┌─ Records shown

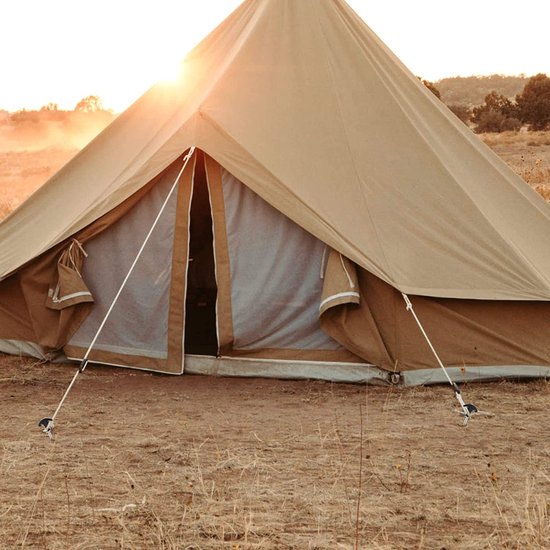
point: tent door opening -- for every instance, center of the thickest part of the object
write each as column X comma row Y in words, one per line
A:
column 200, row 305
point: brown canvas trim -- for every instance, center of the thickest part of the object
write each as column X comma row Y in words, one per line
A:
column 178, row 285
column 221, row 257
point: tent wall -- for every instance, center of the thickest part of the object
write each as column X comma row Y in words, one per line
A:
column 270, row 277
column 465, row 333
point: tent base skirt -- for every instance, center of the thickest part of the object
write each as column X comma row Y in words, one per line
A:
column 315, row 370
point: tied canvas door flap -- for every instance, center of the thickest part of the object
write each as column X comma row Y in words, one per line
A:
column 70, row 288
column 145, row 329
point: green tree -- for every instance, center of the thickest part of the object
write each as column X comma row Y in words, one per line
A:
column 89, row 104
column 497, row 114
column 463, row 112
column 534, row 103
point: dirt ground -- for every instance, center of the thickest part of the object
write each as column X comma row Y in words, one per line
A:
column 144, row 461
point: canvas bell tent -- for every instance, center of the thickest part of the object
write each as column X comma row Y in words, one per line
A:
column 295, row 182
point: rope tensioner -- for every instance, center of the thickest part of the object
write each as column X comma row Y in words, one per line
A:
column 467, row 408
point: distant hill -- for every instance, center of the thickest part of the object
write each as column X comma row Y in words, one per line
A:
column 50, row 129
column 471, row 90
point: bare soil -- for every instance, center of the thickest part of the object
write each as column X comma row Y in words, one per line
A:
column 195, row 462
column 141, row 461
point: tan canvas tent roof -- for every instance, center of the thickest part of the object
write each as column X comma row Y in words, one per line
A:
column 303, row 104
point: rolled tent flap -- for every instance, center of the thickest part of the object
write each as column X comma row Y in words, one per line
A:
column 70, row 288
column 345, row 314
column 466, row 333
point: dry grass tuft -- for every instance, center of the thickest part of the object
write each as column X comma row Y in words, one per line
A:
column 143, row 461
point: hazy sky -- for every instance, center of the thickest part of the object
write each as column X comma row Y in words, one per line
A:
column 64, row 50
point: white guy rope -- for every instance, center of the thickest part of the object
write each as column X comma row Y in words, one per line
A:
column 467, row 409
column 48, row 423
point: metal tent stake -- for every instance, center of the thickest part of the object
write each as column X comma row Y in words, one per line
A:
column 467, row 408
column 47, row 424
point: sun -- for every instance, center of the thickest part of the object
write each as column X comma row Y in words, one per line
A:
column 167, row 71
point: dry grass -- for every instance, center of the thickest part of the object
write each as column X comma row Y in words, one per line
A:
column 151, row 462
column 528, row 154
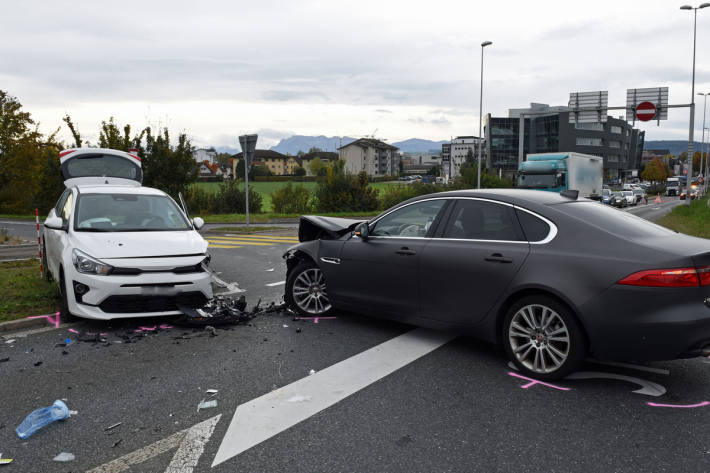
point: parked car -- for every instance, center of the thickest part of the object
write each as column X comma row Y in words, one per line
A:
column 618, row 200
column 630, row 198
column 549, row 277
column 117, row 249
column 606, row 196
column 639, row 195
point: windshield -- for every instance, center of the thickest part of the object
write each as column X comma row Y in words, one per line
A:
column 128, row 213
column 537, row 180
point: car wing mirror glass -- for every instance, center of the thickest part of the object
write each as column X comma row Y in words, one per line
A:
column 55, row 223
column 362, row 230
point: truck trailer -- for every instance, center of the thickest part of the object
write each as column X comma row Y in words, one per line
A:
column 556, row 172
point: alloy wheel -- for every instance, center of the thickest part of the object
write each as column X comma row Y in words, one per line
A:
column 539, row 338
column 309, row 292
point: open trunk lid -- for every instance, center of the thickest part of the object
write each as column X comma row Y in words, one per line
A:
column 96, row 166
column 313, row 227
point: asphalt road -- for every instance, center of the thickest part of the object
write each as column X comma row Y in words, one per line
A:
column 454, row 408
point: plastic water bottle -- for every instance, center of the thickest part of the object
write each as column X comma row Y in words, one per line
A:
column 42, row 417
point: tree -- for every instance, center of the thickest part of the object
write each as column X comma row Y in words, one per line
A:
column 315, row 166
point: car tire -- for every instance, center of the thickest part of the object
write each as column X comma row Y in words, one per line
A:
column 46, row 274
column 543, row 339
column 306, row 290
column 65, row 314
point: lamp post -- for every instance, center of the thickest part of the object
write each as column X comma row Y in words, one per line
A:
column 689, row 178
column 703, row 158
column 480, row 115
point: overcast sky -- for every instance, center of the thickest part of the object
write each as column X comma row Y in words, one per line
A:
column 216, row 69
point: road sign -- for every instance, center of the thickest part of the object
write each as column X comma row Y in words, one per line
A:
column 645, row 111
column 588, row 107
column 658, row 96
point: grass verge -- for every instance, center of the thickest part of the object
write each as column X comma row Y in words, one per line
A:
column 693, row 220
column 24, row 293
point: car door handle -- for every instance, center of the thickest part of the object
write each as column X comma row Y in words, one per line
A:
column 497, row 257
column 405, row 251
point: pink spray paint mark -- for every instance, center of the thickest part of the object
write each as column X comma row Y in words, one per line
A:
column 49, row 318
column 682, row 406
column 533, row 382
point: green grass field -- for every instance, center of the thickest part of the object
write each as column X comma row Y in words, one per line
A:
column 266, row 188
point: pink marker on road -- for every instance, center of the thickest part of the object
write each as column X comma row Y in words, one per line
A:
column 533, row 382
column 682, row 406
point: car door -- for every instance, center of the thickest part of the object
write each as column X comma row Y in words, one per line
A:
column 473, row 258
column 381, row 273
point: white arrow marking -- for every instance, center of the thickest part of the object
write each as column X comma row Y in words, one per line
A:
column 189, row 442
column 272, row 413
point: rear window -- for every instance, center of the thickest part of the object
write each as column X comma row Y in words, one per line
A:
column 614, row 221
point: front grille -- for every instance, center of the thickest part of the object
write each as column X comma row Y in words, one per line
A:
column 195, row 268
column 133, row 304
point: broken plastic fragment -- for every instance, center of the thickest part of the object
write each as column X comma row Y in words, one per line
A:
column 206, row 405
column 64, row 457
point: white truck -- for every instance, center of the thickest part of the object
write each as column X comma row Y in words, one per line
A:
column 556, row 172
column 673, row 186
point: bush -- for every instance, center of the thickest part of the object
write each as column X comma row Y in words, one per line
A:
column 393, row 195
column 340, row 192
column 291, row 200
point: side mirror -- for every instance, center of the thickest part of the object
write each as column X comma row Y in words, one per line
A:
column 362, row 230
column 55, row 223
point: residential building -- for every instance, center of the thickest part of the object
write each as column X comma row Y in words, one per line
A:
column 547, row 130
column 375, row 157
column 205, row 154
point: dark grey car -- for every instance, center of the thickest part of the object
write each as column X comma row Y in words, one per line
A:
column 551, row 278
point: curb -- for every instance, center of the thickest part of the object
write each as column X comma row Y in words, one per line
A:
column 20, row 324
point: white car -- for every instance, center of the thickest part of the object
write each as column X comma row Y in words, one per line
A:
column 629, row 196
column 117, row 249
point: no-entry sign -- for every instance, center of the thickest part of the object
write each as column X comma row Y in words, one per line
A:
column 645, row 111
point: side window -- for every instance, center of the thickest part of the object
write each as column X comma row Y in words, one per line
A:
column 66, row 209
column 534, row 228
column 414, row 220
column 482, row 220
column 60, row 202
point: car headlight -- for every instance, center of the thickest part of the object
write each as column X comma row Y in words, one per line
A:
column 88, row 265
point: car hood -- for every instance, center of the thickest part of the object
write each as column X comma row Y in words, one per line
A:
column 139, row 244
column 313, row 227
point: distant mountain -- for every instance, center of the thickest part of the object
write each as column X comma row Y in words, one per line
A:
column 416, row 145
column 296, row 143
column 676, row 147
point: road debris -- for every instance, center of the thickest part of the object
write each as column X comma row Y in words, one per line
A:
column 42, row 417
column 206, row 405
column 64, row 457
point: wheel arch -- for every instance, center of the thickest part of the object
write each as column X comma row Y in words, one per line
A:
column 533, row 291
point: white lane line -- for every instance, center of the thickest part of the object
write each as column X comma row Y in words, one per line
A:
column 189, row 442
column 262, row 418
column 192, row 446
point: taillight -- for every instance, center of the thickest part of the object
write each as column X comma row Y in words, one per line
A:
column 674, row 277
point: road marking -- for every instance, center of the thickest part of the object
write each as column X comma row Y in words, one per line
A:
column 189, row 442
column 262, row 418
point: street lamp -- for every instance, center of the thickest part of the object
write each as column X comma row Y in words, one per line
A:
column 689, row 178
column 480, row 115
column 703, row 158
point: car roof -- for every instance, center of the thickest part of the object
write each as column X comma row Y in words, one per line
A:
column 113, row 189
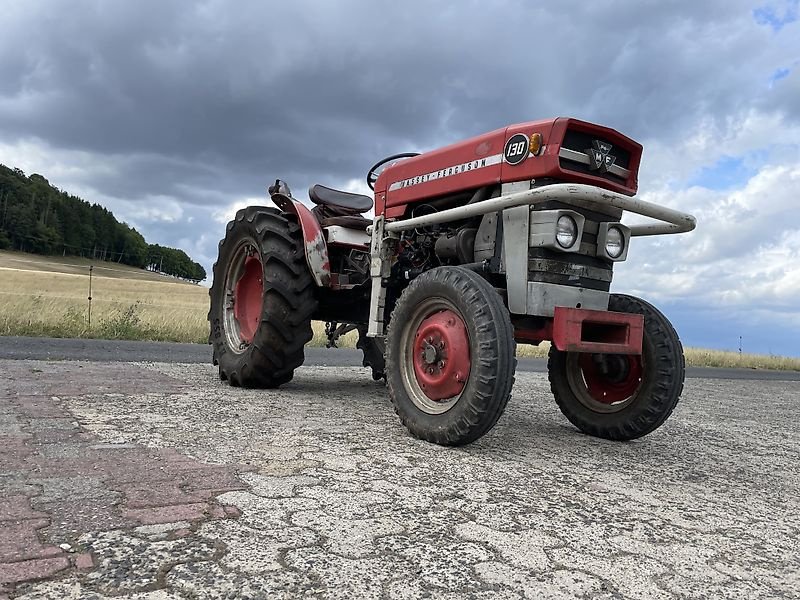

└─

Work instructions: Every line above carrying the word "marking" needs to be shown.

Task solution:
point: white arrow marking -- for every instance, center of the thickest part of the object
point: road marking -- for every instance, center of the thickest part of the object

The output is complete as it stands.